● **Zitierte Textstelle**
====

Wie können wir das erreichen?

Sassen: Eine Stadt kann man, anders als einen Gewerbepark, nie ganz kontrollieren. Die Unterschiede sind zu stark, es gibt zu viele Schwerpunkte und Schnittmengen. Eine echte Stadt, die nicht nur ein dicht bebautes Megaprojekt ist, ist ihr eigener bester Freund.

Das heißt, je komplexer und unkontrollierter eine Stadt ist, desto widerstandsfähiger ist sie?

Sassen: Das ist vielleicht zu extrem formuliert. Eine Stadt braucht schon eine Steuerung, etwa für Infrastruktur und Sicherheit. Aber wenn die Regierenden einer Stadt, die ja nicht immer nur das Beste im Sinn haben, ihre Stadt komplett kontrollieren oder Teile von ihr zerstören wollen, dann wird ihnen das nicht gelingen. Genauso wenig werden die Regierenden den asymmetrischen Krieg in den Städten kontrollieren.

Was macht die asymmetrische Kriegsführung mit den Städten?

Sassen: Unsere Kriegsführung ist sozusagen durch die Hintertür in den städtischen Raum eingedrungen. Wenn heute ein Staat im Namen der nationalen Sicherheit in den Krieg zieht, resultiert daraus automatisch eine städtische Unsicherheit. Die Invasion des Irak war ein Desaster. Bagdad, eine Stadt, die selbst unter Saddam viel von ihrer Diversität bewahrt hatte, ist heute ein Katastrophengebiet. So kann man eine Stadt wirklich umbringen. Jerusalem und Damaskus sind ähnliche Beispiele. In Städten ging es im Grunde immer vor allem um den Handel. Im Basar ist es zweitrangig, ob man Christ, Jude oder Palästinenser ist. Heute haben diese Städte ihr Potenzial verloren, Konflikte zivilisiert durch Handel auszugleichen.

Ihr Buch "Ausgrenzungen" erschien 2014 im Original. Seitdem scheint es fast schon stündlich an Aktualität zu gewinnen.

Sassen: Allerdings! (lacht)

Heute sind weltweit mehr Menschen auf der Flucht als je zuvor. Sind diese Ausgrenzungen und Vertreibungen Teil derselben Entwicklung, oder haben sie verschiedene Ursachen?

Sassen: Ich glaube nicht, dass es nur eine Ursache gibt. Wir haben es mit sehr komplexen Lebenssystemen zu tun. Wenn eine neue Migrationsbewegung entsteht, frage ich mich nicht: "Wer sind diese Leute, und wie nennen wir sie?", sondern: "Was passiert dort, wo sie herkommen?" Diese Frage nach dem Warum ist absolut wesentlich.

Welche Ausgrenzungen passieren dort, wo die Flüchtenden herkommen?

====

● **Bereitgestellte Daten**
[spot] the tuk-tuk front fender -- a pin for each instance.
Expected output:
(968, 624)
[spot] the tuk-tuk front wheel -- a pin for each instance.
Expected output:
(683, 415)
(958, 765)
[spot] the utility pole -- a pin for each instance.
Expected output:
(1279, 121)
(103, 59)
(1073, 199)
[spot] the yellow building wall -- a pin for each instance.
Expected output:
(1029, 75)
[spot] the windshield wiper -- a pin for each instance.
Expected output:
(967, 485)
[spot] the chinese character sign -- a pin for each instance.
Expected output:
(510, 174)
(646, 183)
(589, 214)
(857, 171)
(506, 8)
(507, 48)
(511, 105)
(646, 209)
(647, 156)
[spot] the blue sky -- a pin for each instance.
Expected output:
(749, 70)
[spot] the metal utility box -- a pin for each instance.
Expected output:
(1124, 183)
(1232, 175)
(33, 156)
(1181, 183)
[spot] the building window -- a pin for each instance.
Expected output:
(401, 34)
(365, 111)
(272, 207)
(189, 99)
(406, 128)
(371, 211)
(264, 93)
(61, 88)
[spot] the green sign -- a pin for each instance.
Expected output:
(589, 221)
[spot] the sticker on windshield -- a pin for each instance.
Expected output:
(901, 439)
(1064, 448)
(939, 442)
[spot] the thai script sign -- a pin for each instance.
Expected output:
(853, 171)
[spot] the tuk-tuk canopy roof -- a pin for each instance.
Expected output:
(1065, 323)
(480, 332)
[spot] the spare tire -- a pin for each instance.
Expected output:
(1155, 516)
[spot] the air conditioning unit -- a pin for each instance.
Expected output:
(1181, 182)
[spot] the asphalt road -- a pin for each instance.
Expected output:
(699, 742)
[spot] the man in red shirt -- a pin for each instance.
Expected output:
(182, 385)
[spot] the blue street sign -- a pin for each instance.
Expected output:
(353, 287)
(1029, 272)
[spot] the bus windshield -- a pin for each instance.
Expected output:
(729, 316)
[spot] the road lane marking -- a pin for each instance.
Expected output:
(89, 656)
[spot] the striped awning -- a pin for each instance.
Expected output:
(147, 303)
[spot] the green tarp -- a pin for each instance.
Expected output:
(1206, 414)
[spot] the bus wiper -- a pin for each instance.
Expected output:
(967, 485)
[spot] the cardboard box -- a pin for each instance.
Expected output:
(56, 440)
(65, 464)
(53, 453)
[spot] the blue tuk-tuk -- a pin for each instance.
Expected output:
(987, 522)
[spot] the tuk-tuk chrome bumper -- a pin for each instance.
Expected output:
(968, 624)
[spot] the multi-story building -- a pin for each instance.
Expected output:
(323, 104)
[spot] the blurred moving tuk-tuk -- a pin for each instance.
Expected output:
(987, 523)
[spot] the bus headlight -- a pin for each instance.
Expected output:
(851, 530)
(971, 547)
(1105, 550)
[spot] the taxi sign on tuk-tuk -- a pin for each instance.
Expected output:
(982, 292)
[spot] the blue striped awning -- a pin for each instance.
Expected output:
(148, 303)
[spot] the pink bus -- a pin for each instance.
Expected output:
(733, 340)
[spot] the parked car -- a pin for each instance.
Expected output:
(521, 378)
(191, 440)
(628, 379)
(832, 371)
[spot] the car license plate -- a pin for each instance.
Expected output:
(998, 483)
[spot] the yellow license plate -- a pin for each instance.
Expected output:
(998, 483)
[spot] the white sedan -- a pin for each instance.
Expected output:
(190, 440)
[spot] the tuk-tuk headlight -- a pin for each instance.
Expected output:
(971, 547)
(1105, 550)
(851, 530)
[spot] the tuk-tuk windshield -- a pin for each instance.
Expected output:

====

Aktualisiere die zitierte Textstelle über Städte von „Sassen: Eine Stadt" bis einschließlich „widerstandsfähiger ist sie?" und setze dabei „Technologiepark" an die Stelle von „Gewerbepark".

Sassen: Eine Stadt kann man, anders als einen Technologiepark, nie ganz kontrollieren. Die Unterschiede sind zu stark, es gibt zu viele Schwerpunkte und Schnittmengen. Eine echte Stadt, die nicht nur ein dicht bebautes Megaprojekt ist, ist ihr eigener bester Freund.

Das heißt, je komplexer und unkontrollierter eine Stadt ist, desto widerstandsfähiger ist sie?